- _Supplied passage_
■ ■ ■ ■

PREFERRED EMBODIMENTS FOR CARRYING OUT THE INVENTION
[0032] FIG. 1 shows a heat source apparatus for the purpose of
supplying hot water or of heating space, the apparatus being
provided with a totally aerated combustion burner 2 using a
combustion plate 1. The burner 2 has a fan 3 connected to the
burner 2 via an air duct 3a. Further, the air duct 3a is provided
with a gas nozzle 4 which injects a fuel gas into the air duct 3a.
Premixed gas of primary air to be supplied by the fan 3 and the
fuel gas to be injected from the gas nozzle 4 are ejected via the
combustion plate 1 and burnt so as to heat, by the combustion gas,
a heat exchanger 5 for supplying hot water or for heating
space.
[0033] Here, the fan 3 is controlled such that the amount of the
primary air becomes larger than a stoichiometric amount of air
required for complete combustion of the fuel gas. For that purpose
the premixed gas having an excess air ratio (primary air
amount/stoichiometric air amount) of larger than 1 is ejected via
the combustion plate 1 to thereby perform totally aerated
combustion.
[0034] With reference to FIG. 2, the combustion plate 1 is made by
forming a multiplicity of flame holes 12, which eject premixed gas,
in a plate main body 11 which is made of ceramics and is
rectangular in shape as seen in plan view. In this embodiment,
flame holes 12 of the same diameter are formed evenly over the
entire surface of the combustion region of the plate main body 11
in such a positional relationship that the adjoining three flame
holes 12 form an equilateral triangle. In this embodiment the
dimension W in the lateral (short) direction and the dimension L in
the longitudinal direction of the combustion region are set to be
W=50 mm and L=140 mm. The thickness of the plate main body 11 is 13
mm.
[0035] It is to be noted here that the diameter of the flame hole
12 exceeding 1.5 mm is likely to cause back fire (flash back) and
that the diameter thereof below 0.8 mm is likely to give rise to
difficulties in manufacturing of the combustion plate 1. Therefore,
it is desirable to set the diameter of the flame hole 12 to 0.8
mm-1.5 mm. In addition, the distance between the centers of the
flame holes (i.e., the pitch) shall be set to a value about 1.5
times the diameter of the flame hole 12, the value being the
minimum value required to secure the mechanical strength. According
to this arrangement, the flame holes 12 can be arranged in the
densest manner within a range that is capable of manufacturing. In
this embodiment the diameter of the flame hole 12 is set to be 1.25
mm, and the pitch to be 1.9 mm. In this case, the opening ratio of
the flame holes 12 is 36%, and this opening ratio is a large
increase as compared with that described as an example in the
above-mentioned Patent Document 1. As a result, the resistance to
pass through the combustion plate 1 is decreased, the load on the
fan 3 is reduced, and the fan noises at the time of high-load
combustion can be effectively reduced.

■ ■ ■ ■

- _To-do list_
(a) Collect every line of the records that contains the word "bracket", treating uppercase and lowercase as different.
(b) Write the next part of the combustion plate passage, picking up after its final sentence.

■ ■ ■ ■

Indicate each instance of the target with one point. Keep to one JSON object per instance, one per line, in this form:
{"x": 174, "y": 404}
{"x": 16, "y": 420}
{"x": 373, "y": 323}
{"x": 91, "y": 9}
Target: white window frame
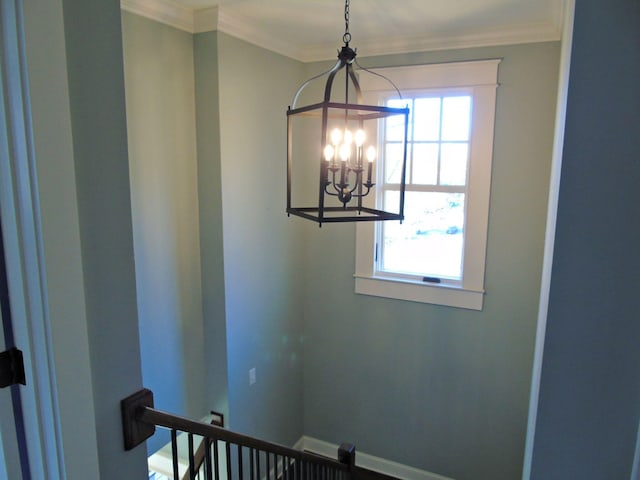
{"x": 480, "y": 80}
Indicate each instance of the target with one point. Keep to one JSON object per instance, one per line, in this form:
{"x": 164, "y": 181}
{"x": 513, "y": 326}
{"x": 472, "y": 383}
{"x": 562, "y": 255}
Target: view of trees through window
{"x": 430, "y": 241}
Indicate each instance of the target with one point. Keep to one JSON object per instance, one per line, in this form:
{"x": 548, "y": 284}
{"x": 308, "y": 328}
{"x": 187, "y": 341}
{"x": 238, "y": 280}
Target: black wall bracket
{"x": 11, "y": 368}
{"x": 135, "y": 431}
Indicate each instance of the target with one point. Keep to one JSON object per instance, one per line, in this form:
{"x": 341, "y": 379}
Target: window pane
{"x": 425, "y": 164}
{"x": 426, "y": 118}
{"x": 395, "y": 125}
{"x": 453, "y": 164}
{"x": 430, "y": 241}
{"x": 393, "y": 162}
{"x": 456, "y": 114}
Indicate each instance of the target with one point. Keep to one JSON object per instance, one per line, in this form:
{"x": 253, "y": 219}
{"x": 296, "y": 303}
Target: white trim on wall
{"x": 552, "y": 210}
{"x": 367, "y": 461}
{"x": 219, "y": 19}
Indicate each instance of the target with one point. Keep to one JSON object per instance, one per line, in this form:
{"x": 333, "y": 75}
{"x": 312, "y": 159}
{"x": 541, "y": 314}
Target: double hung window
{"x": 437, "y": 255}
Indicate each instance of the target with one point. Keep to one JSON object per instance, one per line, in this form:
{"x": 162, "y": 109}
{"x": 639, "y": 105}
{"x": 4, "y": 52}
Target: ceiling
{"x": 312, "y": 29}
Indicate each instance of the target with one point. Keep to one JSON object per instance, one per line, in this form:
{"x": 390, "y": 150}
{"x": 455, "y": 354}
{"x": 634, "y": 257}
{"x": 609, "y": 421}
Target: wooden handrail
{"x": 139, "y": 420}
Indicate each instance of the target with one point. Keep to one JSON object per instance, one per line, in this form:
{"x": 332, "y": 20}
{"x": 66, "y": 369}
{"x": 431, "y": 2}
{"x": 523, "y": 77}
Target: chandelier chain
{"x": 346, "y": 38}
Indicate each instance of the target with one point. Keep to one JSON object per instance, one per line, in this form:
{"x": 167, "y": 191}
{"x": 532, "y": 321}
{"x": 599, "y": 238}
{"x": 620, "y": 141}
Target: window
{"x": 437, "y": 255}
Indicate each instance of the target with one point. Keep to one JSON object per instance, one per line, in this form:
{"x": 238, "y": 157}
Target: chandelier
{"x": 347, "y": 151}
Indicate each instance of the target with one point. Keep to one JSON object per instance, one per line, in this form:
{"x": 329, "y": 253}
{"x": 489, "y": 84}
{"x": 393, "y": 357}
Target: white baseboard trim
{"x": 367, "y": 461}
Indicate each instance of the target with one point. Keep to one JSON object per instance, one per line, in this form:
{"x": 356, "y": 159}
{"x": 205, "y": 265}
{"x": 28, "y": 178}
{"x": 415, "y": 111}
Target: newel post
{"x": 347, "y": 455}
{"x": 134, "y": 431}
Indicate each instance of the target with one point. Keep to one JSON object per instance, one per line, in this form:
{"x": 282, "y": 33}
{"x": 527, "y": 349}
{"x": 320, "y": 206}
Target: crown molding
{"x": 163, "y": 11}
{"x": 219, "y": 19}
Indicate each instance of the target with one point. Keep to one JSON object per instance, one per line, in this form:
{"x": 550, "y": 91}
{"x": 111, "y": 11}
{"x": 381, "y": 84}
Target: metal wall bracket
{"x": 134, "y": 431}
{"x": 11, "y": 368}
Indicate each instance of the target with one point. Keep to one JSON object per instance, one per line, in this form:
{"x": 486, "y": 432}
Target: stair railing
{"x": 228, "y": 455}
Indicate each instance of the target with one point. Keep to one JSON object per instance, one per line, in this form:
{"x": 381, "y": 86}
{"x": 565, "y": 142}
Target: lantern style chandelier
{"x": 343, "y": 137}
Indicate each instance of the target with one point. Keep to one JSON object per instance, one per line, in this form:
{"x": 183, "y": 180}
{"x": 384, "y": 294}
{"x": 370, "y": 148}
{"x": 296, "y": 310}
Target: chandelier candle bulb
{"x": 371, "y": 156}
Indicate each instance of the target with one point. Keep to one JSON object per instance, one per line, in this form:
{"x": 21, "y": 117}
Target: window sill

■ ■ ■ ■

- _Written responses_
(a)
Target: black wall bracket
Target: metal wall bracket

(b)
[0036] Further, as shown in FIG. 3 and FIG. 4, a flame hole group
which is made up of six flame holes 12 disposed in a positional
relationship to form an equilateral hexagon 13 and one flame hole
12 in the center of the equilateral hexagon 13 is defined as a unit
flame hole group when disposed (or when lying) adjacent to another
flame hole group across a large equilateral hexagon 14 which is
made up of a flame hole 12 at each of the corner portions and a
flame hole 12 in the middle of each of the sides of the equilateral
hexagon 14. A bottomed hole 15 is formed in the surface of the
plate main body 11 in a manner: to be coaxial with the flame hole
12 in the center of each unit flame hole group; to be smaller than
the diameter of a circle circumscribing the six flame holes 12 that
are in such a positional relationship as to form an equilateral
hexagon 13; and to be larger than the diameter of a circle
inscribing the six flame holes 12. In this embodiment, the diameter
of the bottomed hole 15 is set to be 4 mm, and an arrangement is
made that one-half of the inner side of each of the flame holes 12
in the positional relationship to form an equilateral hexagon 13
lies within the bottomed hole 15.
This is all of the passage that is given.